What to work on:
Recast every line of the entries below as a JSON list of strings, one string per line, leaving out blank lines.

Segmentation labeling entries
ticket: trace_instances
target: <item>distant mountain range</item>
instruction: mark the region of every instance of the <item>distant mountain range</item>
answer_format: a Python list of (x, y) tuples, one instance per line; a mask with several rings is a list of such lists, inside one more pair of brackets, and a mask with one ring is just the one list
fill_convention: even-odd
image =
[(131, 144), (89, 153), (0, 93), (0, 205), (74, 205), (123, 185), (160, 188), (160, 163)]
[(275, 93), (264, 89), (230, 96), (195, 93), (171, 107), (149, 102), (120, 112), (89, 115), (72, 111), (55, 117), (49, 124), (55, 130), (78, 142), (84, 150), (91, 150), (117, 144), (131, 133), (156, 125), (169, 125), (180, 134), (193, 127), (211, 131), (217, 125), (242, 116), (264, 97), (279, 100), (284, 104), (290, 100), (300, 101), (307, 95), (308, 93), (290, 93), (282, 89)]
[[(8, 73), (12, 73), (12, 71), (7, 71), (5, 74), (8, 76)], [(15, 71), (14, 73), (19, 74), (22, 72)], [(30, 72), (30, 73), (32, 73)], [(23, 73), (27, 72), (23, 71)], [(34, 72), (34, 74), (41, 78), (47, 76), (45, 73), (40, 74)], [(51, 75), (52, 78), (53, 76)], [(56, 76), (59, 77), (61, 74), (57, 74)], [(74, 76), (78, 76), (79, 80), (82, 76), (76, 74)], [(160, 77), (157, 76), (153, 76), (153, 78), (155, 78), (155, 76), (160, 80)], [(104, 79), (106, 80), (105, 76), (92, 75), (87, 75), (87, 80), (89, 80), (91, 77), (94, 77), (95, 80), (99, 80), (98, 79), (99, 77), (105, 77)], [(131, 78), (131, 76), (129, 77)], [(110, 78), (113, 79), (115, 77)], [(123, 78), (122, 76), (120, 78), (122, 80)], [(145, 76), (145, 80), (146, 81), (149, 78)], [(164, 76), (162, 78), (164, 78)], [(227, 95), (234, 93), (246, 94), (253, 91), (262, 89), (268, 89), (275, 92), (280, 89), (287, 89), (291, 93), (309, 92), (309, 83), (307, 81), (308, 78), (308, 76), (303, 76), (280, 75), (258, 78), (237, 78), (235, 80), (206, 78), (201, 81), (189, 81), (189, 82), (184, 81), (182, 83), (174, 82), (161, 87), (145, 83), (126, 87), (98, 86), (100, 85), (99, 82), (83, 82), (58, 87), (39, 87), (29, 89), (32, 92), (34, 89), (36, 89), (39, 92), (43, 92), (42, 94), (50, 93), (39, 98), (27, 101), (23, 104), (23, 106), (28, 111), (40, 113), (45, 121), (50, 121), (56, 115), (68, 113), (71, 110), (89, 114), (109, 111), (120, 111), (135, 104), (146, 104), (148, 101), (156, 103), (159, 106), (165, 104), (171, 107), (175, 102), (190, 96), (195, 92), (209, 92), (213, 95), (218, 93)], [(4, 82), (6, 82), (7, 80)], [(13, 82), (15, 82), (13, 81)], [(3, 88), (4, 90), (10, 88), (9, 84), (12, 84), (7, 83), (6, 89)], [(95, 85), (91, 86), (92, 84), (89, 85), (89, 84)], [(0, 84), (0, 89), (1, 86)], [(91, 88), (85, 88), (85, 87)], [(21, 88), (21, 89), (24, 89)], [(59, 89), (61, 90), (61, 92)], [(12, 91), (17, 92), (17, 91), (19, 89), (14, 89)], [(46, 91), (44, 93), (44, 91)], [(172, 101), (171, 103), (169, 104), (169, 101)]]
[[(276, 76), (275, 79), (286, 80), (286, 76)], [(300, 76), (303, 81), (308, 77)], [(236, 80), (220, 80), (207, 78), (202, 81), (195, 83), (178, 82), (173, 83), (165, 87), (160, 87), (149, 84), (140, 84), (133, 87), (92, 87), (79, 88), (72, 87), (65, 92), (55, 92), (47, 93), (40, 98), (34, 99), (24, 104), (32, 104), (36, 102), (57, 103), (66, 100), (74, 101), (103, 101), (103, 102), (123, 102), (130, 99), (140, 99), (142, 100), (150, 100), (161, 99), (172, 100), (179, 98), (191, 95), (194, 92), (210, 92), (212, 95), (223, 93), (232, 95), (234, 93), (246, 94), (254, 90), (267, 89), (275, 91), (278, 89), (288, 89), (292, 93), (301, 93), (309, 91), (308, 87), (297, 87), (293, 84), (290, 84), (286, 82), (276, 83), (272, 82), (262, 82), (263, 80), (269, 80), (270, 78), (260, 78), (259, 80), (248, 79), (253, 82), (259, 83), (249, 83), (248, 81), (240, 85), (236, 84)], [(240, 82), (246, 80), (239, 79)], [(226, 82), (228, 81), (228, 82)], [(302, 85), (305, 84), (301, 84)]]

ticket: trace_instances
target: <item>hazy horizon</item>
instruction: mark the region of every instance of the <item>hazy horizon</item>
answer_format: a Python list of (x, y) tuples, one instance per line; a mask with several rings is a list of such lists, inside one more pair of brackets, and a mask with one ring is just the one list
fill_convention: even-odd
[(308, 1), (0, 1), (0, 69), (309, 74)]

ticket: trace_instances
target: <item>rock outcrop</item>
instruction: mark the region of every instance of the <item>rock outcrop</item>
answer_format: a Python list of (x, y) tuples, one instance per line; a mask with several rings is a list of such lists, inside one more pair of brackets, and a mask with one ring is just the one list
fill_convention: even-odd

Written answer:
[
  "ticket: trace_instances",
  "target: <item>distant mountain range</item>",
  "instruction: mark the region of every instance of the <item>distant mountain range</item>",
  "answer_format: a Python list of (x, y) tuples, one instance per line; a mask with several rings is a list of such lists, inside one more pair of brackets, and a mask with one ring is just the one list",
  "fill_convention: even-odd",
  "image =",
  "[(131, 144), (89, 153), (0, 93), (0, 205), (74, 205), (123, 185), (160, 188), (160, 163)]",
  "[(275, 93), (264, 89), (230, 96), (195, 93), (171, 107), (149, 102), (120, 112), (89, 115), (72, 111), (55, 117), (49, 124), (55, 130), (78, 142), (84, 150), (91, 150), (117, 144), (131, 133), (156, 125), (169, 125), (180, 134), (193, 127), (211, 131), (217, 125), (242, 116), (264, 97), (279, 100), (284, 104), (290, 100), (300, 101), (307, 95), (308, 93), (290, 93), (282, 89)]",
  "[[(8, 73), (12, 73), (12, 71), (7, 71), (5, 74), (8, 76)], [(15, 71), (14, 73), (19, 74), (22, 72)], [(30, 72), (30, 73), (32, 73)], [(23, 73), (27, 72), (23, 71)], [(34, 72), (34, 74), (41, 78), (47, 76), (45, 73), (40, 74)], [(51, 75), (52, 78), (53, 76)], [(56, 76), (59, 77), (61, 74), (57, 74)], [(74, 76), (78, 76), (79, 80), (82, 76), (76, 74)], [(160, 77), (157, 76), (153, 76), (153, 78), (155, 78), (155, 76), (160, 80)], [(104, 79), (106, 80), (105, 76), (92, 75), (87, 75), (87, 80), (89, 80), (91, 77), (94, 77), (95, 80), (99, 80), (98, 79), (99, 77), (105, 77)], [(131, 78), (131, 76), (129, 77)], [(110, 78), (113, 79), (115, 77)], [(123, 78), (122, 76), (120, 78), (122, 80)], [(145, 76), (145, 80), (146, 81), (149, 78)], [(164, 76), (162, 78), (164, 78)], [(227, 95), (234, 93), (246, 94), (253, 91), (262, 89), (268, 89), (275, 92), (280, 89), (287, 89), (291, 93), (309, 92), (309, 83), (307, 81), (308, 78), (308, 76), (303, 76), (280, 75), (258, 78), (237, 78), (235, 80), (206, 78), (201, 81), (189, 81), (189, 82), (184, 81), (182, 83), (174, 82), (161, 87), (145, 83), (126, 87), (98, 86), (100, 85), (99, 82), (83, 82), (58, 87), (39, 87), (29, 89), (32, 92), (34, 89), (36, 89), (39, 92), (43, 92), (42, 94), (50, 93), (39, 98), (27, 101), (23, 104), (23, 106), (28, 111), (40, 113), (45, 121), (50, 121), (56, 115), (68, 113), (71, 110), (89, 114), (109, 111), (120, 111), (135, 104), (146, 104), (148, 101), (156, 103), (159, 106), (165, 104), (171, 107), (175, 102), (190, 96), (195, 92), (209, 92), (213, 95), (218, 93)], [(4, 82), (6, 82), (7, 80)], [(13, 82), (15, 82), (13, 81)], [(3, 88), (4, 90), (10, 88), (9, 84), (12, 84), (7, 83), (6, 89)], [(95, 85), (91, 86), (92, 84), (89, 85), (89, 84)], [(0, 84), (0, 89), (1, 86)], [(91, 88), (85, 88), (85, 87)], [(21, 88), (21, 89), (24, 89)], [(59, 89), (61, 90), (61, 92)], [(12, 91), (17, 92), (17, 91), (19, 89), (14, 89)], [(46, 91), (44, 93), (44, 91)], [(172, 101), (171, 103), (169, 104), (169, 101)]]",
  "[[(276, 76), (275, 79), (286, 80), (286, 76)], [(300, 76), (303, 81), (308, 77)], [(236, 80), (220, 80), (207, 78), (202, 81), (195, 83), (178, 82), (173, 83), (165, 87), (160, 87), (149, 84), (140, 84), (133, 87), (92, 87), (79, 88), (72, 87), (65, 92), (55, 92), (47, 93), (40, 98), (34, 99), (24, 104), (32, 104), (36, 102), (57, 103), (66, 100), (74, 101), (103, 101), (103, 102), (123, 102), (130, 99), (140, 99), (142, 100), (150, 100), (161, 99), (172, 100), (179, 98), (191, 95), (194, 92), (210, 92), (212, 95), (223, 93), (232, 95), (234, 93), (246, 94), (254, 90), (267, 89), (275, 91), (278, 89), (288, 89), (292, 93), (301, 93), (309, 91), (308, 87), (297, 87), (293, 84), (290, 84), (286, 82), (276, 83), (272, 82), (262, 82), (263, 80), (269, 80), (270, 78), (260, 78), (259, 80), (248, 79), (253, 82), (259, 83), (249, 83), (248, 81), (240, 85), (236, 84)], [(240, 82), (246, 80), (239, 79)], [(226, 82), (228, 81), (228, 82)], [(302, 85), (305, 84), (301, 84)]]",
  "ticket: trace_instances",
  "target: <item>hazy horizon</item>",
  "instruction: mark the region of every instance of the <item>hazy horizon</item>",
  "answer_format: a Python list of (x, y) tuples, one instance per line; a mask with several rings is a list of such lists, inside one more pair of brackets, and a mask with one ring is just the one list",
  "fill_convention: even-odd",
  "[(308, 1), (0, 1), (0, 69), (309, 74)]",
  "ticket: trace_instances",
  "target: <item>rock outcrop</item>",
  "instruction: mark the region of every instance of the <item>rock outcrop</item>",
  "answer_format: a Python list of (x, y) tuples, one instance per line; a mask with several rings is a list of such lists, inside one more pair of brackets, and a mask with one ring is just the one list",
  "fill_convention: even-odd"
]